Reproduce the records word for word, starting at their beginning and stopping after the line that contains "POLYGON ((123 16, 121". Leave the pictures out of your copy.
────────
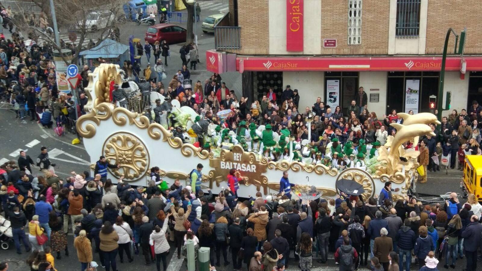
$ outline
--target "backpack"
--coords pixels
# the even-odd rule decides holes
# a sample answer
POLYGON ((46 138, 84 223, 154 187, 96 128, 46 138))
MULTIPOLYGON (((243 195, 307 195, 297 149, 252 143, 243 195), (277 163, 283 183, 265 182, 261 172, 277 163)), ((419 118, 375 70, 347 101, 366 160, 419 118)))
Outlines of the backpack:
POLYGON ((351 267, 353 265, 353 248, 352 247, 349 252, 345 252, 342 250, 341 247, 339 250, 340 257, 338 259, 340 266, 351 267))
POLYGON ((457 206, 457 203, 453 203, 452 202, 449 201, 449 208, 447 211, 448 211, 448 214, 447 214, 448 215, 448 219, 451 219, 454 216, 458 213, 458 208, 457 206))

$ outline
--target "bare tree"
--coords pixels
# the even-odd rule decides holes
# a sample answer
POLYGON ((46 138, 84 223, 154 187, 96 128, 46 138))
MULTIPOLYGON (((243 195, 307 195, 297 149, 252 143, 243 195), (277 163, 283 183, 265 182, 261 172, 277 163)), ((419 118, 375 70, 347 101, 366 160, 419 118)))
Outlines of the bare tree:
POLYGON ((192 6, 187 3, 188 0, 182 0, 183 3, 187 10, 187 27, 186 42, 190 43, 194 40, 194 34, 193 33, 193 24, 194 23, 194 5, 192 6))
POLYGON ((123 16, 121 0, 55 0, 54 7, 57 23, 59 30, 73 30, 76 32, 77 39, 67 46, 70 41, 63 41, 61 44, 55 43, 51 22, 49 0, 31 0, 42 11, 39 16, 48 18, 49 26, 46 29, 42 28, 39 21, 32 21, 31 14, 20 12, 17 14, 14 23, 24 34, 36 40, 38 42, 43 41, 50 44, 54 50, 69 48, 74 51, 71 61, 61 55, 66 64, 76 63, 79 53, 89 49, 83 46, 85 41, 97 38, 97 44, 108 37, 109 31, 116 29, 119 23, 119 18, 123 16), (93 24, 92 19, 98 18, 96 21, 101 25, 93 24), (99 31, 100 30, 100 31, 99 31), (95 33, 94 33, 95 32, 95 33))

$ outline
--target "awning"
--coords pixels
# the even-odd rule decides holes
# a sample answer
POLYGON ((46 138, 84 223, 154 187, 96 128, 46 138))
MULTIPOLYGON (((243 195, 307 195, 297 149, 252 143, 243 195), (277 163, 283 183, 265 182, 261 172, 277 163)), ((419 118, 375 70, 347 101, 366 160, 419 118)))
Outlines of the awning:
MULTIPOLYGON (((447 57, 445 70, 460 70, 462 58, 460 57, 447 57)), ((464 57, 463 59, 467 62, 467 71, 482 71, 482 56, 464 57)), ((441 69, 442 60, 442 57, 429 56, 285 57, 238 56, 236 58, 236 70, 240 72, 244 70, 438 71, 441 69)))

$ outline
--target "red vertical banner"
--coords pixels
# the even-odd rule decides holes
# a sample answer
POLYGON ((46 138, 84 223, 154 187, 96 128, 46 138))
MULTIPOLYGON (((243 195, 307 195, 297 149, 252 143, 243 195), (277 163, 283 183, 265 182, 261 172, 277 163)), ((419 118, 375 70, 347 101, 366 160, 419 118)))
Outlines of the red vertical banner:
POLYGON ((286 51, 303 52, 303 0, 286 0, 286 51))

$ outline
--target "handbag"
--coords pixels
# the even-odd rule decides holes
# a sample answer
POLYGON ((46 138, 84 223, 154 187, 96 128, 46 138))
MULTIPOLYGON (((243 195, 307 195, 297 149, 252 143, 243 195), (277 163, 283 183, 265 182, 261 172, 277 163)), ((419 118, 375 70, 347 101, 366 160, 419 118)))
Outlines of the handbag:
POLYGON ((186 229, 186 230, 191 229, 191 222, 187 219, 184 220, 184 222, 182 223, 182 225, 184 226, 184 229, 186 229))
POLYGON ((39 245, 42 245, 43 244, 47 243, 47 240, 49 240, 48 237, 45 233, 42 233, 40 235, 37 235, 37 243, 39 243, 39 245))

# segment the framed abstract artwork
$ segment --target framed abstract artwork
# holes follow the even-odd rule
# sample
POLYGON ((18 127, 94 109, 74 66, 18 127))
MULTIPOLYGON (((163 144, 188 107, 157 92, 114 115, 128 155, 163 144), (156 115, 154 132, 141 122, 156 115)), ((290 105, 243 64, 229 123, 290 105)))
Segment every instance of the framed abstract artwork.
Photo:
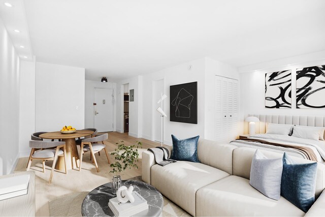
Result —
POLYGON ((297 69, 297 108, 325 108, 325 65, 297 69))
POLYGON ((198 123, 198 82, 170 86, 170 120, 198 123))
POLYGON ((291 108, 291 70, 265 74, 265 108, 291 108))

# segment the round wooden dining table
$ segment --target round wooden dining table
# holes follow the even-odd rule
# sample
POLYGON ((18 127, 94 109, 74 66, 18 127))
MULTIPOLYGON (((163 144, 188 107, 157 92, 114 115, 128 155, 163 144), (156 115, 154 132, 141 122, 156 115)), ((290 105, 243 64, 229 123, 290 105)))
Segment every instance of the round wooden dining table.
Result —
MULTIPOLYGON (((76 138, 89 136, 93 133, 93 131, 89 130, 77 130, 75 133, 70 134, 63 134, 60 131, 56 131, 43 133, 39 136, 43 139, 61 139, 66 142, 67 148, 67 169, 71 170, 77 167, 77 160, 79 159, 78 153, 76 138)), ((55 165, 57 170, 64 170, 64 159, 63 157, 58 157, 55 165)))

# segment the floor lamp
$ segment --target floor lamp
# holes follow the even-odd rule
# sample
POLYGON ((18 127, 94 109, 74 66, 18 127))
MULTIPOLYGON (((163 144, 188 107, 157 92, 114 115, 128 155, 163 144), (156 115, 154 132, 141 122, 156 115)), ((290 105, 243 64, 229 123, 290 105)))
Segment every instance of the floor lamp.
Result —
POLYGON ((160 116, 161 117, 161 142, 160 142, 161 146, 162 146, 162 129, 163 129, 162 128, 162 123, 163 123, 162 117, 167 116, 167 115, 166 115, 166 113, 165 113, 165 112, 164 111, 164 110, 162 110, 162 109, 161 108, 162 108, 162 101, 164 101, 164 100, 165 100, 165 99, 166 99, 167 97, 167 96, 166 96, 166 94, 164 94, 163 95, 162 93, 161 93, 161 97, 160 97, 160 99, 157 102, 157 104, 159 103, 161 104, 160 106, 158 107, 158 108, 157 109, 157 111, 160 113, 161 115, 160 116))

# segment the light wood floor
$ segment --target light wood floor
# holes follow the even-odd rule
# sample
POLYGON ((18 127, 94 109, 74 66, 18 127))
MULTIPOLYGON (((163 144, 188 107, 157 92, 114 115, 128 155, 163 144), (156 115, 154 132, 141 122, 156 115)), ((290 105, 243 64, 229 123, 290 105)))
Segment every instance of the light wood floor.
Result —
MULTIPOLYGON (((124 144, 129 145, 135 144, 136 141, 142 142, 142 149, 139 151, 139 169, 133 169, 121 174, 123 179, 141 175, 141 154, 149 148, 159 146, 159 143, 143 138, 136 138, 128 136, 127 134, 117 132, 109 133, 108 139, 105 144, 110 153, 117 147, 116 142, 123 141, 124 144)), ((82 168, 80 172, 78 169, 68 170, 68 174, 64 171, 55 171, 52 183, 48 183, 50 176, 52 161, 47 162, 45 173, 43 172, 42 161, 34 160, 31 163, 31 169, 36 171, 36 216, 49 216, 49 201, 57 199, 62 196, 76 192, 90 191, 96 187, 111 181, 113 174, 110 173, 110 167, 106 156, 101 151, 101 156, 96 154, 100 172, 96 171, 93 164, 89 161, 90 151, 85 153, 82 161, 82 168)), ((114 162, 114 156, 109 156, 111 163, 114 162)), ((15 172, 26 171, 28 158, 19 160, 15 172)), ((78 161, 79 166, 79 161, 78 161)))

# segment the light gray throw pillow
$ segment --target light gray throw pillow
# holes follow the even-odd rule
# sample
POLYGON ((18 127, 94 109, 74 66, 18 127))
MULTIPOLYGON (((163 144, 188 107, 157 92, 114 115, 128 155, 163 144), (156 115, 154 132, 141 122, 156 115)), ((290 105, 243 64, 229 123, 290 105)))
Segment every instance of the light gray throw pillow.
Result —
POLYGON ((256 150, 252 161, 249 184, 267 197, 278 200, 282 167, 282 158, 269 159, 256 150))

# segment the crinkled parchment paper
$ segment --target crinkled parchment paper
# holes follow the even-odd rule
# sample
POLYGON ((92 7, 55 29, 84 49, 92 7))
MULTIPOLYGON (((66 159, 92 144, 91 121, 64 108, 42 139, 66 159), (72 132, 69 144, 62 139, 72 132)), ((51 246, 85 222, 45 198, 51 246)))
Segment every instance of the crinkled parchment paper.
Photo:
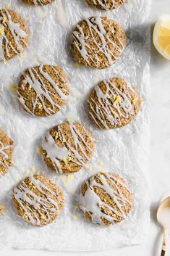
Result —
POLYGON ((149 223, 148 101, 151 0, 129 0, 111 12, 88 7, 84 0, 61 0, 44 7, 28 7, 20 0, 1 0, 25 18, 30 29, 25 54, 0 64, 0 125, 14 141, 14 166, 0 178, 0 248, 44 248, 54 250, 111 249, 143 241, 149 223), (120 23, 129 37, 128 46, 116 65, 103 70, 77 66, 70 53, 70 33, 85 17, 107 15, 120 23), (71 96, 67 105, 49 117, 33 117, 21 110, 15 87, 23 70, 39 63, 57 63, 66 73, 71 96), (85 112, 90 90, 103 78, 114 75, 135 85, 143 99, 142 110, 126 127, 98 131, 85 112), (46 167, 38 149, 48 128, 65 121, 82 122, 93 134, 95 150, 82 170, 68 176, 46 167), (121 175, 133 191, 134 210, 122 223, 109 228, 85 222, 77 210, 80 186, 100 170, 121 175), (24 177, 41 173, 54 180, 65 194, 65 207, 54 223, 33 227, 19 218, 12 202, 12 190, 24 177))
────────
REPLY TO THE EXERCISE —
$ outline
--target "backpack"
--coords pixels
# the even-odd rule decides holes
# a sample answer
POLYGON ((46 138, 84 223, 154 187, 96 128, 46 138))
MULTIPOLYGON (((243 195, 307 195, 297 149, 252 143, 243 195), (277 163, 283 183, 265 182, 261 172, 277 163)), ((419 118, 375 70, 347 101, 366 160, 419 118)))
Outlines of the backpack:
POLYGON ((351 267, 353 265, 353 248, 352 247, 349 252, 345 252, 342 250, 341 247, 339 250, 340 257, 338 259, 340 266, 351 267))
POLYGON ((457 206, 457 203, 453 203, 452 202, 449 201, 449 208, 447 211, 448 211, 448 214, 447 214, 448 215, 448 219, 451 219, 454 216, 458 213, 458 208, 457 206))

$ outline
--target "bare tree"
--coords pixels
# the even-odd rule decides holes
# a sample answer
POLYGON ((46 138, 84 223, 154 187, 96 128, 46 138))
MULTIPOLYGON (((243 195, 307 195, 297 149, 252 143, 243 195), (277 163, 283 183, 265 182, 261 172, 277 163)), ((419 118, 375 70, 347 101, 366 160, 419 118)))
Outlines of the bare tree:
POLYGON ((192 6, 187 3, 188 0, 182 0, 183 3, 187 10, 187 27, 186 42, 190 43, 194 40, 194 34, 193 33, 193 24, 194 23, 194 5, 192 6))
POLYGON ((123 16, 121 0, 55 0, 54 7, 57 23, 59 30, 73 30, 76 32, 77 39, 67 46, 70 41, 63 41, 61 44, 55 43, 51 22, 49 0, 31 0, 42 11, 39 16, 48 18, 49 26, 46 29, 42 28, 39 21, 32 21, 31 14, 20 12, 17 14, 14 23, 24 34, 36 40, 38 42, 43 41, 50 44, 54 50, 69 48, 74 51, 71 61, 61 55, 66 64, 76 63, 79 53, 89 49, 83 46, 85 41, 97 38, 97 44, 108 37, 109 31, 116 29, 119 23, 119 18, 123 16), (93 24, 92 19, 98 18, 96 21, 101 25, 93 24), (99 31, 100 30, 100 31, 99 31), (95 33, 94 33, 95 32, 95 33))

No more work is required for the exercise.